**WORK TASK 1:** List the activities that the text on LLC transparency says limited liability companies can engage in.
**WORK TASK 2:** Please extract the passage of the LLC transparency text starting at "Citizens have a" and ending at "see many names.".

**DOCUMENT TEXT:**

Citizens have a right to know who they’re dealing with, whether it be in government or private enterprise. But that’s not the case when it comes to limited liability companies, or LLCs, which for example can own property, apply for grants, operate as landlords and donate to political campaigns. Holding government accountable for its actions demands a well-informed public. We need to know who, not what, is benefiting in order to do our jobs as citizens.

Discovering who’s behind the curtain isn’t easy. Cruise through your local property tax rolls or the state’s campaign finance disclosure database. You’ll see plenty of LLCs but you won’t see many names.

Anonymous shell companies have been a popular vehicle for money laundering, tax evasion, organized crime, terrorism and other forms of corruption for decades. Yet, as the proposed New York State bill notes, establishing an LLC requires less personal information than getting a library card. 

That’s why it’s imperative for Gov. Kathy Hochul (D) to sign the LLC Transparency Act, passed in both the state Assembly and Senate, which would require these special kinds of business organizations to publicly identify the owners to the state and to the public registry run by the Department of State.

At the federal level, the Corporate Transparency Act, taking effect next year, seeks similar disclosures from businesses, including LLCs, but stops short of making the information publicly available. A wide variety of businesses, from pizza shops to mall developers and property buyers, use the LLCs as an organizing business structure.

The approach, sanctioned by state law, provides the owners some limits on liabilities the company could face. As a practical matter, LLCs also offer the people who actually own the company the ability to remain anonymous.

**ENTRIES PROVIDED:**
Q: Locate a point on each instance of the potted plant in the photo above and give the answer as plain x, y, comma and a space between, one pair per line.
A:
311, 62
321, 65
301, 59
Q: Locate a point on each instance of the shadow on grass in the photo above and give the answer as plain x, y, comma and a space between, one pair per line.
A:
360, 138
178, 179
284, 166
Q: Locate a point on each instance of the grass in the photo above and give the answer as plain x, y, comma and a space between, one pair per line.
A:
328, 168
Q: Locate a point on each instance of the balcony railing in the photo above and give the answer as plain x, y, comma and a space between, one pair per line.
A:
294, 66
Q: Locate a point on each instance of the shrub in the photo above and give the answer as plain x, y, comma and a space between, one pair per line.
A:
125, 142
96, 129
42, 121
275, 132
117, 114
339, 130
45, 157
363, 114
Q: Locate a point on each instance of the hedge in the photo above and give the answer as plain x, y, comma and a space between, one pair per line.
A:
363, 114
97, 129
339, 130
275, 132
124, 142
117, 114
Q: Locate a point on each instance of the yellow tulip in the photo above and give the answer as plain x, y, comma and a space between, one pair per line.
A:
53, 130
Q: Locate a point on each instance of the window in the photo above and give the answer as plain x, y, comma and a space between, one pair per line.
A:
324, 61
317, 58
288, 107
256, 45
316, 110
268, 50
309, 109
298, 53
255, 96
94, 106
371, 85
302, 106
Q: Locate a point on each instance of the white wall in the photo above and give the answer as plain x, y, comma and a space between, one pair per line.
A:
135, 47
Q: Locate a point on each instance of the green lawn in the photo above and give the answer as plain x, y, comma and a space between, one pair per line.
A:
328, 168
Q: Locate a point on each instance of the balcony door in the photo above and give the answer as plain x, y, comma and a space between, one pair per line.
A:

==

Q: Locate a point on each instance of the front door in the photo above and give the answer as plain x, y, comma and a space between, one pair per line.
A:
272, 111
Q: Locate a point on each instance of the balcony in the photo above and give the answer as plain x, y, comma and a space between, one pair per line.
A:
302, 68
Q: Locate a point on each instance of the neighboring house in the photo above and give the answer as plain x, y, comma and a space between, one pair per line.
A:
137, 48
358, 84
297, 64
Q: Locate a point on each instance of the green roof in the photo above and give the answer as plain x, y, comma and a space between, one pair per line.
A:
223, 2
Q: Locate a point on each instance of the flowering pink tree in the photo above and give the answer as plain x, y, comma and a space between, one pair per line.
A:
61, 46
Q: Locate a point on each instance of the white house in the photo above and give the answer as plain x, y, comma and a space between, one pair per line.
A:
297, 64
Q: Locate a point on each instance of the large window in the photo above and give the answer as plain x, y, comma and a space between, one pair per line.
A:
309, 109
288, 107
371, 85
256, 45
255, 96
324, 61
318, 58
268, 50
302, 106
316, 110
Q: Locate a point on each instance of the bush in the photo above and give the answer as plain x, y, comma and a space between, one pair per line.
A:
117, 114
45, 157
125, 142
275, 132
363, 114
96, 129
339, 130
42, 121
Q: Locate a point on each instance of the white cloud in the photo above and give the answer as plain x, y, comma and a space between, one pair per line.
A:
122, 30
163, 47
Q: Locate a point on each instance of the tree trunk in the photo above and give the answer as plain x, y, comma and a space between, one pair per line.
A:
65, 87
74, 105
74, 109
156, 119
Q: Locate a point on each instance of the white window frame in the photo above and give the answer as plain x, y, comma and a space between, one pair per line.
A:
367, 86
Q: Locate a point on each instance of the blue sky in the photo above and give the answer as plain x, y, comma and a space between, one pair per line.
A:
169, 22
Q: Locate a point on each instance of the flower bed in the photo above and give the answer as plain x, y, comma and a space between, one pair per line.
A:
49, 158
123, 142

--

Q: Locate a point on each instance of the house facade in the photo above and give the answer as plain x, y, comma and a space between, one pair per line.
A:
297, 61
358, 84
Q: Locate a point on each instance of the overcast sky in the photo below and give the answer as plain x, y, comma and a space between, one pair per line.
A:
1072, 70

**ANSWER BOX 1:**
- Own property
- Apply for grants
- Operate as landlords
- Donate to political campaigns

**ANSWER BOX 2:**
Citizens have a right to know who they’re dealing with, whether it be in government or private enterprise. But that’s not the case when it comes to limited liability companies, or LLCs, which for example can own property, apply for grants, operate as landlords and donate to political campaigns. Holding government accountable for its actions demands a well-informed public. We need to know who, not what, is benefiting in order to do our jobs as citizens.

Discovering who’s behind the curtain isn’t easy. Cruise through your local property tax rolls or the state’s campaign finance disclosure database. You’ll see plenty of LLCs but you won’t see many names.